Pictures excluded, copy all of the data below exactly.

((

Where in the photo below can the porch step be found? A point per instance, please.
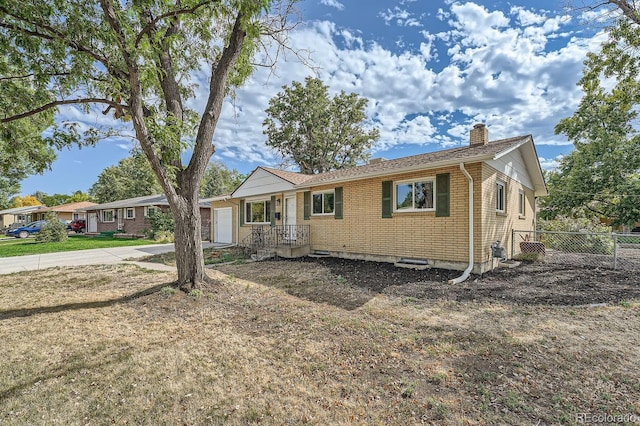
(320, 253)
(409, 263)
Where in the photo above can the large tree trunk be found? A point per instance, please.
(188, 243)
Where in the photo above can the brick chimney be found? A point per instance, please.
(479, 135)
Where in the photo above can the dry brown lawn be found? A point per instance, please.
(112, 344)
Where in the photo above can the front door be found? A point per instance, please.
(290, 217)
(92, 222)
(223, 225)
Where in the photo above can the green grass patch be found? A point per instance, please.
(212, 256)
(23, 247)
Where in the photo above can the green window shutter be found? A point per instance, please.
(337, 199)
(307, 205)
(272, 212)
(387, 202)
(442, 195)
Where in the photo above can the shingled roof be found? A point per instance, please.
(435, 159)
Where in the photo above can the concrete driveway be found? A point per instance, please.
(102, 256)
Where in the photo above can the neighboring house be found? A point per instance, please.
(131, 215)
(17, 215)
(66, 212)
(444, 208)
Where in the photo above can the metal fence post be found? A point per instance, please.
(615, 250)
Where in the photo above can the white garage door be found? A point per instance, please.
(223, 225)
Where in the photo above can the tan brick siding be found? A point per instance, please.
(444, 241)
(498, 226)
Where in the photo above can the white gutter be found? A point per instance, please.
(467, 271)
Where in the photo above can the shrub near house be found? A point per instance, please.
(52, 231)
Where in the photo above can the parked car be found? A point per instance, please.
(77, 225)
(26, 230)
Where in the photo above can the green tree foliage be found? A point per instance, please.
(162, 225)
(52, 231)
(219, 180)
(137, 60)
(131, 177)
(316, 132)
(600, 177)
(28, 200)
(8, 189)
(24, 150)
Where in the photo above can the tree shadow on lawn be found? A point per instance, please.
(350, 284)
(18, 313)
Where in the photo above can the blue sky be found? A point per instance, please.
(430, 70)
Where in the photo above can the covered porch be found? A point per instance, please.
(287, 241)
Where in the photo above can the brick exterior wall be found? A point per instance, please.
(139, 224)
(363, 233)
(443, 241)
(496, 225)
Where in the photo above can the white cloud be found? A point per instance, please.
(401, 17)
(491, 67)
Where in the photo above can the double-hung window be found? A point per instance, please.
(500, 196)
(417, 195)
(323, 202)
(149, 210)
(108, 216)
(257, 211)
(130, 213)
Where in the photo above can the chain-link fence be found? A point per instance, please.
(606, 250)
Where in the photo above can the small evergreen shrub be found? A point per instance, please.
(52, 231)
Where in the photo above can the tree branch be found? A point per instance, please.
(21, 77)
(152, 23)
(58, 103)
(57, 35)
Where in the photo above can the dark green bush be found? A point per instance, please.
(52, 231)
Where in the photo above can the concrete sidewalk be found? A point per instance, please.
(101, 256)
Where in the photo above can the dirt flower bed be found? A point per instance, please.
(351, 283)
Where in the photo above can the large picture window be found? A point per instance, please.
(149, 210)
(130, 213)
(415, 195)
(257, 211)
(324, 202)
(500, 193)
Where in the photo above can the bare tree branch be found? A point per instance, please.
(54, 104)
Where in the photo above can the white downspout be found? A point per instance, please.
(467, 271)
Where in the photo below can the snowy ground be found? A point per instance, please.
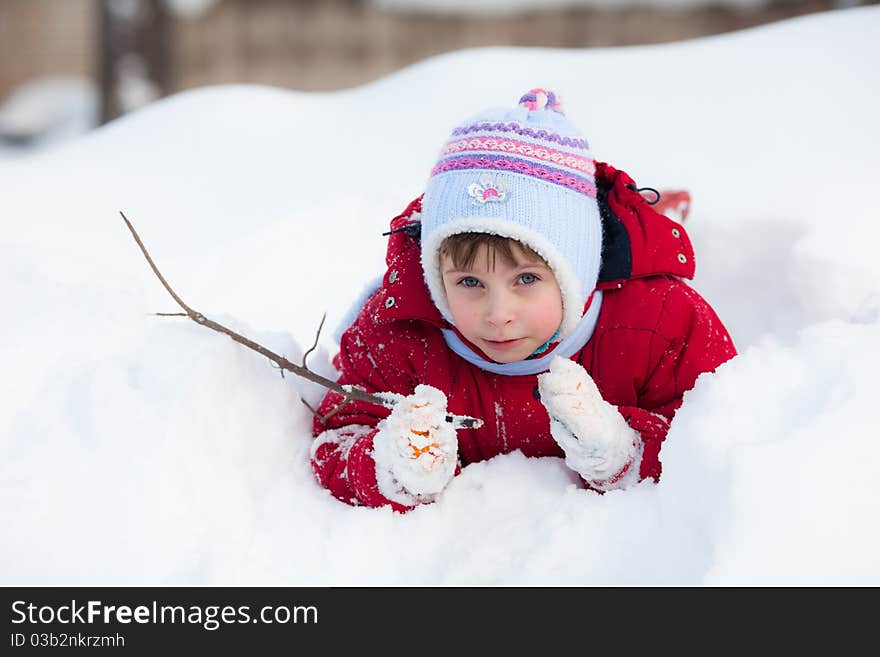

))

## Exercise solution
Where in the photo below can the porch step be found? A point per instance, please.
(320, 253)
(409, 263)
Where in the photo above can the large tree trunk be found? A point per instance, please.
(188, 243)
Where in the photo above can the brick chimney be found? A point per instance, please.
(479, 135)
Where in the photo above can the dry brown lawn be found? A point per instance, please.
(112, 344)
Where in the photo above can the front door be found? A point per instance, please.
(290, 217)
(92, 222)
(223, 225)
Where in the photo above can the green grass patch be found? A point per instance, please.
(212, 256)
(23, 247)
Where in the photo above can the green window shutter be found? A point per instance, please.
(337, 199)
(307, 205)
(272, 212)
(387, 202)
(442, 195)
Where in the photo above can the shingled roof be found? A point per instance, please.
(435, 159)
Where in the photo above can the concrete driveway be found? A point per instance, please.
(102, 256)
Where in the photo above can the neighboring house be found? A point per instance, please.
(131, 215)
(17, 215)
(66, 212)
(444, 208)
Where in the photo above can the metal fence post be found? A point per instance, please.
(615, 250)
Where in the photo above can the white garage door be found? A point per instance, please.
(223, 225)
Where in the photo above can the tan brick siding be found? A point per instance, please.
(444, 241)
(498, 226)
Where in the photo above can the white gutter be found? A point per instance, please.
(467, 271)
Where in the photo above can the shrub near house be found? A point per instance, please.
(52, 231)
Where in the photo above can the parked car be found? A point per instance, please.
(77, 225)
(26, 230)
Where in the photo above can the green tree foliage be found? A point per instance, please.
(162, 225)
(52, 231)
(219, 180)
(137, 60)
(131, 177)
(316, 132)
(600, 177)
(28, 200)
(8, 189)
(24, 150)
Where in the photo above can the tree shadow on lawn be found? A point per instance, please.
(350, 284)
(18, 313)
Where in the photo above can the blue sky be found? A point per instance, please.
(430, 70)
Where in the photo above can the covered porch be found? A point per instance, please.
(287, 241)
Where in the photo above can the brick exterior wall be found? A point per instance, please.
(139, 224)
(363, 233)
(443, 241)
(496, 225)
Where in the photo above can the white cloud be found? A point per instance, please.
(401, 17)
(491, 67)
Where in the photo above can the double-hung window be found? A point per instance, please.
(500, 196)
(417, 195)
(323, 202)
(149, 210)
(108, 216)
(257, 211)
(130, 213)
Where in the photo above can the chain-link fence be found? A point per instance, please.
(606, 250)
Where in the photo above can the small evergreen shrub be found? A point per instance, please.
(52, 231)
Where in the photo above can the tree branch be found? A point per instance, please.
(21, 77)
(152, 23)
(58, 103)
(57, 35)
Where in the photo above can the dark green bush be found? A point per instance, please.
(52, 231)
Where in the photo above can the concrete sidewalk be found? A point per instance, please.
(101, 256)
Where in the photo above can the dirt flower bed be found? A point per instance, please.
(351, 283)
Where in the photo above can the large picture window be found? A point per instance, please.
(149, 210)
(130, 213)
(415, 195)
(257, 211)
(324, 202)
(500, 193)
Where in the photo above can the bare tree branch be found? A point per instance, please.
(54, 104)
Where in the photo above can the white downspout be found? A point per instance, please.
(467, 271)
Where in the photo below can the snowy ground be found? A point per instance, please.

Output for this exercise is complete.